**Documento**

Exportação de bovinos - Restituições à exportação - Decisão administrativa definitiva - Interpretação de um acórdão do Tribunal de Justiça - Efeito de um acórdão proferido a título prejudicial pelo Tribunal de Justiça após essa decisão - Reexame e revogação - Limites temporais - Segurança jurídica - Princípio da cooperação - Artigo 10.º CE.
Processo C-2/06.

Colectânea de Jurisprudência 2008 I-00411

Identificador Europeu da Jurisprudência (ECLI): ECLI:EU:C:2008:78

ACÓRDÃO DO TRIBUNAL DE JUSTIÇA (Grande Secção)

12 de Fevereiro de 2008 ( *1 )

«Exportação de bovinos — Restituições à exportação — Decisão administrativa definitiva — Interpretação de um acórdão do Tribunal de Justiça — Efeito de um acórdão proferido a título prejudicial pelo Tribunal de Justiça após essa decisão — Reexame e revogação — Limites temporais — Segurança jurídica — Princípio da cooperação — Artigo 10.o CE»

No processo C-2/06,

que tem por objecto um pedido de decisão prejudicial nos termos do artigo 234.o CE, apresentado pelo Finanzgericht Hamburg (Alemanha), por decisão de 21 de Novembro de 2005, entrado no Tribunal de Justiça em 4 de Janeiro de 2006, no processo

Willy Kempter KG

contra

Hauptzollamt Hamburg-Jonas,

O TRIBUNAL DE JUSTIÇA (Grande Secção),

composto por: V. Skouris, presidente, P. Jann, C. W. A. Timmermans, A. Rosas, K. Lenaerts e A. Tizzano (relator), presidentes de secção, J. N. Cunha Rodrigues, A. Borg Barthet, M. Ilešič, P. Lindh e J.-C. Bonichot, juízes,

advogado-geral: Y. Bot,

secretário: J. Swedenborg, administrador,

vistos os autos,

vistas as observações apresentadas:

em representação da Willy Kempter KG, por K. Makowe, Rechtsanwalt,

em representação da República Checa, por T. Boček, na qualidade de agente,

em representação da República da Finlândia, por E. Bygglin, na qualidade de agente,

em representação da Comissão das Comunidades Europeias, por F. Erlbacher e T. van Rijn, na qualidade de agentes,

ouvidas as conclusões do advogado-geral na audiência de 24 de Abril de 2007,

profere o presente

Acórdão

1

O pedido de decisão prejudicial tem por objecto a interpretação do princípio da cooperação que decorre do artigo 10.o CE, à luz do acórdão de 13 de Janeiro de 2004, Kühne & Heitz (C-453/00, Colect., p. I-837).

**Material do exercício**
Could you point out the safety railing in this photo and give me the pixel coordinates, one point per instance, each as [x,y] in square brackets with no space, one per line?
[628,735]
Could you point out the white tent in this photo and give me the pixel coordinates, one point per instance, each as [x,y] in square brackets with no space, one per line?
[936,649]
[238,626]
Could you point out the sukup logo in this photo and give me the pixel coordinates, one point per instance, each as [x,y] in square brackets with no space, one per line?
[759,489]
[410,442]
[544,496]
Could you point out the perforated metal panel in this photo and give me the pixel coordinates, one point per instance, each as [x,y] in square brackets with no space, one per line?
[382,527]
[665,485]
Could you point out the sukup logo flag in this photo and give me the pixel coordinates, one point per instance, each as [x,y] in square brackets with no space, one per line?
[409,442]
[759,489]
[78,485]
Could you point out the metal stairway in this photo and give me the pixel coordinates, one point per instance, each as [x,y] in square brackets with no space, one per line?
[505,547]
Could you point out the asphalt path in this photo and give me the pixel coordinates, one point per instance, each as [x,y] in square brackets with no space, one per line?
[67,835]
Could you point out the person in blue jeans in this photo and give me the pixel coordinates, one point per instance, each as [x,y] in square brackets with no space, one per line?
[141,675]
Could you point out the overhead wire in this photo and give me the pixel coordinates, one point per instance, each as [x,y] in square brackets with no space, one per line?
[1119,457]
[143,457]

**Partes do exercício**
• A. De acordo com o acórdão, que órgão jurisdicional apresentou o pedido de decisão prejudicial?
• B. Reproduza todas as linhas do material do exercício, trocando "point out" por "mark" e deixando tudo o resto igual.

**Resultados por tarefa**
• A. O Finanzgericht Hamburg (Alemanha).

• B.
Could you mark the safety railing in this photo and give me the pixel coordinates, one point per instance, each as [x,y] in square brackets with no space, one per line?
[628,735]
Could you mark the white tent in this photo and give me the pixel coordinates, one point per instance, each as [x,y] in square brackets with no space, one per line?
[936,649]
[238,626]
Could you mark the sukup logo in this photo and give me the pixel coordinates, one point per instance, each as [x,y] in square brackets with no space, one per line?
[759,489]
[410,442]
[544,496]
Could you mark the perforated metal panel in this photo and give me the pixel coordinates, one point per instance, each as [x,y] in square brackets with no space, one per line?
[382,527]
[665,485]
Could you mark the sukup logo flag in this photo and give me the pixel coordinates, one point per instance, each as [x,y] in square brackets with no space, one per line?
[409,442]
[759,489]
[78,485]
Could you mark the metal stairway in this photo and give me the pixel coordinates, one point per instance, each as [x,y] in square brackets with no space, one per line?
[505,547]
Could you mark the asphalt path in this photo and give me the pixel coordinates, one point per instance, each as [x,y] in square brackets with no space, one per line?
[67,835]
Could you mark the person in blue jeans in this photo and give me the pixel coordinates, one point per instance, each as [x,y] in square brackets with no space, one per line?
[141,675]
Could you mark the overhead wire in this photo and give me the pixel coordinates, one point per instance, each as [x,y] in square brackets with no space, one per line?
[1119,457]
[143,457]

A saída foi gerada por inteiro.